** ASSIGNMENT A **
According to the blog post on the most evil achievements, what should be done with School of Hard Knocks?
** ASSIGNMENT B **
Continue the blog post on the most evil achievements from the point where it stops.

(Beginning of READING PASSAGE)

The 25 most evil achievements finale, part 2

2. School of Hard Knocks
The hatred for this achievement is well-known and, in my opinion, well-deserved.
I try to take a measured approach to everything on this blog. Even if I don't agree with Blizzard, I'll make the effort to understand how and why they arrived at a decision. Sometimes I've gotten it right, and sometimes (perhaps more often) I haven't. Any reasonable player will admit that their love of a character is ultimately a very small part of a very big game, and developers have the unenviable task of reconciling player desires with the necessary limitations imposed by game balance. Whenever I look at the forums, I wonder if people like Nethaera and Ancilorn go to work every day expecting themselves to be the sole voice of unhappy sanity in a thread, and I fully expect Ghostcrawler to snap before Cataclysm, disappear and turn up six months later adopted into a pod of Monterey Bay seals.
So I don't say this insultingly, but boy, do I mean it: there's no defensible reason for this achievement to exist.
None.
It makes PvE players miserable. It makes PvP players miserable. It's a perverse incentive against teamwork, it turns battlegrounds into a mess for the length of Children's Week and it's the worst possible way to encourage any tentative or frightened player to try PvP. Anyone trying to do it might as well have a giant bull's-eye painted on them, for all the griefing and bullying it tends to attract, and I have a very serious problem with players being forced into such a vulnerable position in pursuit of What A Long, Strange Trip It's Been. For many players, that's the only way they're ever going to get a 310% mount without having to shell out for it at 85, and having to wade into an ocean of malicious "teammates" and opportunistic enemies to get it frankly sucks.
I am at a loss to understand how this achievement was supposed to be fun, or what it was intended to accomplish other than being an amazingly cruel barrier to completion of the year-long meta. Over the past week, I've seen the following:
- Paladins casting Hand of Protection on their own teammates to force them into dropping a flag.
- Arena gods grabbing the EotS flag, parking themselves in a distant corner of the battlefield and enjoying the eruption of pleading in /bg chat.
- Healers refusing to heal their teammates in the hopes that they'd die and the healer could then cap a tower or node.
- Rogues Sapping players at the last moment before they could cap or defend a node (orphans clearly visible at the sides of the players in question) and doing it over and over and over ...
- Players hanging back while others rushed into AV towers to cap, then capping while the others were being damaged by the archers and unable to get a full cast off.
- ICC-geared DPS two- or three-shotting enemy players in blues who were /pointing at their orphans and emoting /beg.
Enough already. Remove School of Hard Knocks from the meta, or remove it from the game entirely.
1. Insane in the Membrane
This is it.
Insane in the Membrane is the granddaddy, prime mover, and ne plus ultra of all truly evil achievements.

(End of READING PASSAGE)
(Beginning of DATA UNDER STUDY)

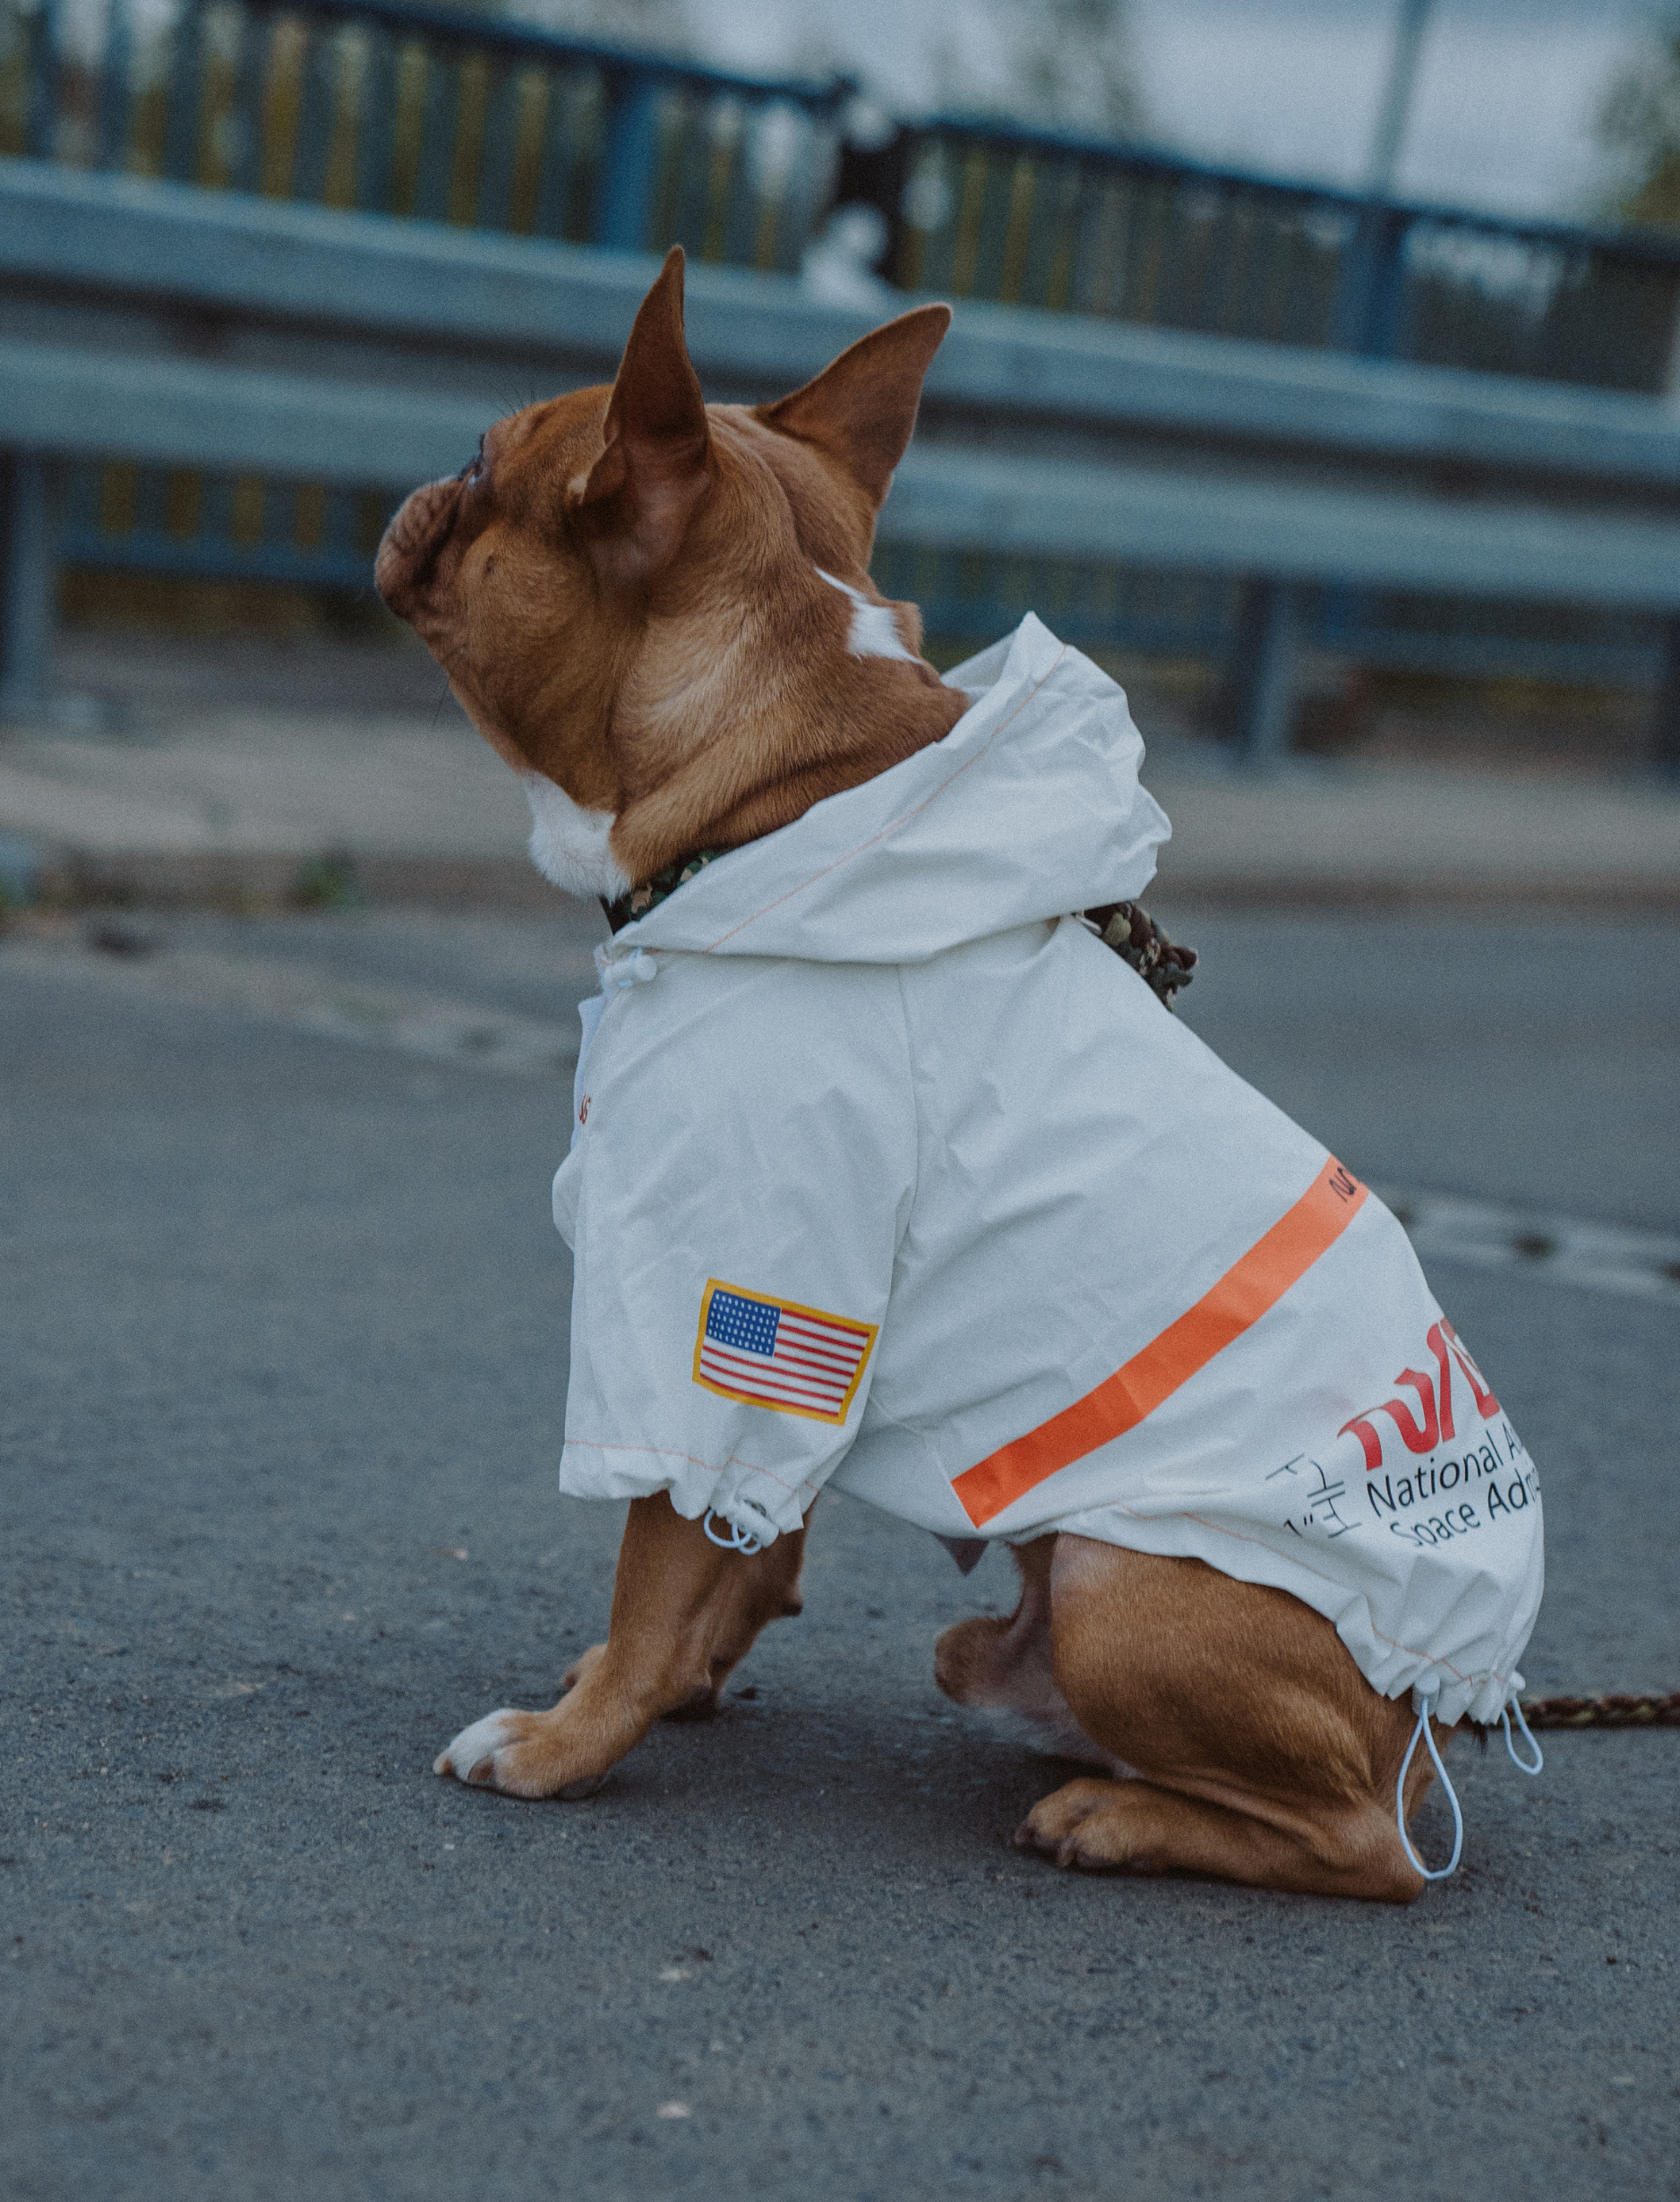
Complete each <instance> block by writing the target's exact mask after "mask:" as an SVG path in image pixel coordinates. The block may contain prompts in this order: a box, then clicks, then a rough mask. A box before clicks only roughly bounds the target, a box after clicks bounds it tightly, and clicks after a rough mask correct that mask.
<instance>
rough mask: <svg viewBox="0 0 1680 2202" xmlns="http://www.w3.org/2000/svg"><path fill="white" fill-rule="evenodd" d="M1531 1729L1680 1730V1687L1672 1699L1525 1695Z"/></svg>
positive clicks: (1673, 1691)
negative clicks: (1569, 1697) (1660, 1729)
mask: <svg viewBox="0 0 1680 2202" xmlns="http://www.w3.org/2000/svg"><path fill="white" fill-rule="evenodd" d="M1521 1709H1524V1718H1526V1720H1528V1726H1530V1729H1680V1689H1678V1691H1673V1693H1671V1696H1669V1698H1524V1707H1521Z"/></svg>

(End of DATA UNDER STUDY)

** RESPONSE AREA A **
It should be removed from the meta or removed from the game entirely.

** RESPONSE AREA B **
These are the worst, most soul-destroying reputation grinds in the game, and the developers even admitted it. They're all factions that Blizzard never really intended anyone to grind in the first place, and then -- post-drunken board meeting, I can only assume -- they decided to add a Feat of Strength to it for anyone crazy enough to do it. It comes with the additional evil touch of Steamwheedle and Bloodsail rep being zero-sum; anybody who manages the long slog to Honored with the pirates is then obliged to work from the bottom of the Hated barrel with the goblins, and vice versa. Each and every single one of these grinds is painful, expensive, annoying, time-consuming and guaranteed to have you in shivering in the corner of a mental institution within the space of a few days:
- Everlook, Ratchet, Gadgetzan and Booty Bay Once you've exhausted their quest offerings, you've got two choices and neither is attractive: grind low-level mobs for days on end, or grind Dire Maul north for an equally long time hoping you get a dropped key each run to free Knot Thimblejack.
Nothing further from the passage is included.